原文抜粋.
第1回
シリコンバレーに「お〜いお茶」ブームを作った男
2014/10/8
シリコンバレーとお茶の関係
「シリコンバレーにいる日本人」と聞いて、あなたは誰を想像するだろう? 野心あふれる起業家? スーパーエンジニア? IT企業のエース社員?……
そうした想像は、間違ってはいない。
ただ、日本からシリコンバレーに行くのは、決して起業家志望やエンジニアだけではない。営業マンとしてシリコンバレーに乗り込み、「日本ブランド」を売り込んだ男がいる。
飲料メーカー・株式会社伊藤園の角野賢一氏、36歳だ。
彼がシリコンバレーに残した足跡を一言で言えば、「シリコンバレーに、『お~いお茶』ブームを作った」ということになる。
「お~いお茶」と言えば、世界初の「缶入り煎茶」を前身に、日本を代表する緑茶飲料のトップブランドだ。その「お~いお茶」が、いまシリコンバレーで大人気であることを、どれくらいの人が知っているだろうか?
ここで言うブームとは、「サンフランシスコのスーパーの棚」だけで起きているわけではない。むしろ、ブームの中心は、「シリコンバレーを代表するIT企業の冷蔵庫」であると言うべきだろう。
おそらく、シリコンバレーで最も有名な「お~いお茶」ファンは、Evernote社CEOのフィル・リービン氏だ。
彼は、「お〜いお茶」について、こう語る。
「私自身、毎日4~5本飲んでいるし、だいたい50人ほどの社員が、それくらいの量を飲んでいると思う。オフィス全体での消費量は1日にだいたい200本くらい。とにかく多いよ」(出典:ITmedia)
他にも、Google、Facebook、Twitter……名だたる企業の本社冷蔵庫内に、「お~いお茶」が収められている。世界をリードするエンジニアのコンピュータの隣に、「お~いお茶」が置かれているのだ。
実際、角野氏がサンフランシスコに赴任してから、現地の「お~いお茶」の導入企業は劇的に増加した。
人事に言われた「足跡」を残すことの意味
角野氏は、2002年、新卒で伊藤園に入社した。入社後は、港支店でルート営業を担当。2006年に、その年から始まった北米への研修制度に手を挙げ参加し、1年間、ニューヨークのマンハッタンで、飛び込み営業を重ねる。帰国後は、国際部・経営企画部といった部署を経験した。

課題.
a) 記事のうち、「ただ、日本からシリコンバレー」から始まり「を作った」ということになる。」で終わる範囲を、一字一句変えずに書き写してください。
b) 記事で「名だたる企業」として社名が挙げられている企業を、すべて列挙してください。
c) 記事に基づき、次の問いに答えてください。
(i) 角野氏が伊藤園に入社したのは何年か。
(ii) フィル・リービン氏によると、オフィス全体での「お～いお茶」の1日の消費量はどれくらいか。
(iii) 2006年の研修制度で、角野氏が1年間飛び込み営業を重ねた場所はどこか。

表示データ.
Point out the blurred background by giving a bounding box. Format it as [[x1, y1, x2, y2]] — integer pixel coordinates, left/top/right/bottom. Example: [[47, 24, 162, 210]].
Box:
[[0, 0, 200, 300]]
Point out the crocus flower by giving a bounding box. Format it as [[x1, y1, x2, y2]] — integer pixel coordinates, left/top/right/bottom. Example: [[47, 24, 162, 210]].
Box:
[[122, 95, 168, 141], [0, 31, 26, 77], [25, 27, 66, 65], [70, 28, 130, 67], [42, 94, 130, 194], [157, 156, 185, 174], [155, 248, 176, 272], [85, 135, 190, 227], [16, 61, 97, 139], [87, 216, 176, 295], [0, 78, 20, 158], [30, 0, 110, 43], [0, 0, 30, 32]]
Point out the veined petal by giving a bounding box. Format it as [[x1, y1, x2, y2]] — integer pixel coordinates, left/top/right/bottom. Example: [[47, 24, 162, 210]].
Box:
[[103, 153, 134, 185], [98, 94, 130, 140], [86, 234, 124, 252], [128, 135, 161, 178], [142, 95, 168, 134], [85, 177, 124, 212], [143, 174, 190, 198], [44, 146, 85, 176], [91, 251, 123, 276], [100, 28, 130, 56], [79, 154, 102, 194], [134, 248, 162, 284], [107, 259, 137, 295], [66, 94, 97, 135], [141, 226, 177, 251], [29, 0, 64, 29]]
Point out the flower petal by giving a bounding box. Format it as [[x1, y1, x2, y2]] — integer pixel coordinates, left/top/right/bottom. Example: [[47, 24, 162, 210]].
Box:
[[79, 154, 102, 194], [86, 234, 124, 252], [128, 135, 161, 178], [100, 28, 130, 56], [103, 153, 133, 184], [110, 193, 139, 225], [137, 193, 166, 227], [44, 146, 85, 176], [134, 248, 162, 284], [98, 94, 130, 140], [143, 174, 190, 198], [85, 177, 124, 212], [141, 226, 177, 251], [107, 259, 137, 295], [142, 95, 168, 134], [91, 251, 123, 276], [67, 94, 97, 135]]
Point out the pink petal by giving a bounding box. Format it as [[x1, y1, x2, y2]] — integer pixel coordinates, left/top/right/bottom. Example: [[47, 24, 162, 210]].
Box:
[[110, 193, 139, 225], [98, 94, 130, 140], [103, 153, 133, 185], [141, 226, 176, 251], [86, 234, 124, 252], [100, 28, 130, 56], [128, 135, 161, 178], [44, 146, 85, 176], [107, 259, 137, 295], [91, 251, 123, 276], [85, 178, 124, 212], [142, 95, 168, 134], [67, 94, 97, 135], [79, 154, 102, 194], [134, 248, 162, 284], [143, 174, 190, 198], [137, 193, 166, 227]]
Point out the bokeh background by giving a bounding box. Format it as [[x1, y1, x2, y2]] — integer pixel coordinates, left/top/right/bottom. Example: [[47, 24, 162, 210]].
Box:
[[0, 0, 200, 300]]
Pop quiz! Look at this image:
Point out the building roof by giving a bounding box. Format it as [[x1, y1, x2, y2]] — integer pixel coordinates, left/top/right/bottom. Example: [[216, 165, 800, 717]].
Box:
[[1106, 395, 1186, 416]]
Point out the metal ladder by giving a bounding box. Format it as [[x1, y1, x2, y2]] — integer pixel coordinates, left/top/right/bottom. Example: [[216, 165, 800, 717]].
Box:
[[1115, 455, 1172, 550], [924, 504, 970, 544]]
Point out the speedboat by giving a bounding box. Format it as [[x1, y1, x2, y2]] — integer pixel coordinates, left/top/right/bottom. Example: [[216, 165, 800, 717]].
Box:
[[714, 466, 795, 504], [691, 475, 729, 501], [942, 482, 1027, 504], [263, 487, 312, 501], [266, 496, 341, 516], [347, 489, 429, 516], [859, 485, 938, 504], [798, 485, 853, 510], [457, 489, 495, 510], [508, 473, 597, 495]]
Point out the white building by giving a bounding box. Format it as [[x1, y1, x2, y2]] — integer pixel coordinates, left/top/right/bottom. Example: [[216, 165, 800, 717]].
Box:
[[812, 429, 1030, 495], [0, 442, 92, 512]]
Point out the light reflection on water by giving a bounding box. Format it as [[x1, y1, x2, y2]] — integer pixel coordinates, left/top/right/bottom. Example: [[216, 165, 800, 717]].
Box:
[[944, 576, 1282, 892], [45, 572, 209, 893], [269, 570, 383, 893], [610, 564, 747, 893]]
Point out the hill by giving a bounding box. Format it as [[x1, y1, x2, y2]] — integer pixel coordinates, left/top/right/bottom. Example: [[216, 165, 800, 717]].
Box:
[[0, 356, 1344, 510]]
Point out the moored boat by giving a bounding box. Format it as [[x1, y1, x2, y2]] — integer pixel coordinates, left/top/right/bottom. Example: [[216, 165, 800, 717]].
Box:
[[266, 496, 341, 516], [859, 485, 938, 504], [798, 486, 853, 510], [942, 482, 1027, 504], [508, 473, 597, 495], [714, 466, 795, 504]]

解答.
a)
ただ、日本からシリコンバレーに行くのは、決して起業家志望やエンジニアだけではない。営業マンとしてシリコンバレーに乗り込み、「日本ブランド」を売り込んだ男がいる。
飲料メーカー・株式会社伊藤園の角野賢一氏、36歳だ。
彼がシリコンバレーに残した足跡を一言で言えば、「シリコンバレーに、『お~いお茶』ブームを作った」ということになる。

b) Google、Facebook、Twitter

c)
(i) 2002年
(ii) だいたい200本くらい
(iii) ニューヨークのマンハッタン